__Photo labels with bounding boxes__:
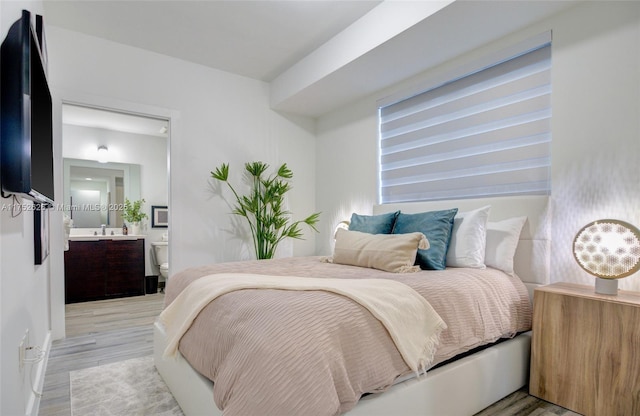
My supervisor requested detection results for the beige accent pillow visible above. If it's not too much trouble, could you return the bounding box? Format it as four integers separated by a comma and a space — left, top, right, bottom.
332, 229, 429, 273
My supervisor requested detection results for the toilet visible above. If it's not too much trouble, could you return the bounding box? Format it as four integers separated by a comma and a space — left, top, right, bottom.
151, 234, 169, 282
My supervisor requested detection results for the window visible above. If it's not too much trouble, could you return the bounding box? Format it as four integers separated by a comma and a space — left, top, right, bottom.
379, 34, 551, 203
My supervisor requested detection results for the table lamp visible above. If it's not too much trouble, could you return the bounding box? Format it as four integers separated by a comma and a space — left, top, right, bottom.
573, 219, 640, 295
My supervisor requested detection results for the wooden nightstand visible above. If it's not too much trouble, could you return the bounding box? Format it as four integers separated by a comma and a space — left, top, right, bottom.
529, 283, 640, 416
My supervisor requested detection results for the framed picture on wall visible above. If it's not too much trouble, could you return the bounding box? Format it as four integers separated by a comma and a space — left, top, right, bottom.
151, 205, 169, 228
33, 203, 49, 264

__GIVEN EXERCISE__:
Copy all of the rows above word for word, omitting the pictures.

__COMPLETE ANSWER__:
My supervisor requested detection results for the beige accent pillow visible above. If it's not too much trouble, could you return the bounding box? Format it as four integers separated by a comma and a space — left, top, right, bottom.
332, 229, 429, 273
My supervisor requested detection results for the toilet visible above. If it's not too much trouble, could you return the bounding box? Format it as four integers separated by a comma and a space — left, top, right, bottom.
151, 234, 169, 282
My supervisor requested detection results for the window visible above. If it's not too much trouble, could you return the bounding box? Format it as four integers separated by a comma and a space — left, top, right, bottom.
379, 34, 551, 203
My supervisor requested detection results for the table lamp visible above. If it's not too much trouble, could you return the bounding box? Format it as four integers separated by a comma and a space — left, top, right, bottom.
573, 219, 640, 295
My supervisor requested detection results for the wooden nightstand visible above. If it's not too much trouble, could you return the bounding box? Format it as four integers separated by a comma and a space — left, top, right, bottom.
529, 283, 640, 416
My supervisor requested detection results for the framed picture on wall visible above. If it's not too much trouble, could you return the bounding box? Format it as four integers separated by a comma and a space — left, top, right, bottom.
151, 205, 169, 228
33, 203, 49, 264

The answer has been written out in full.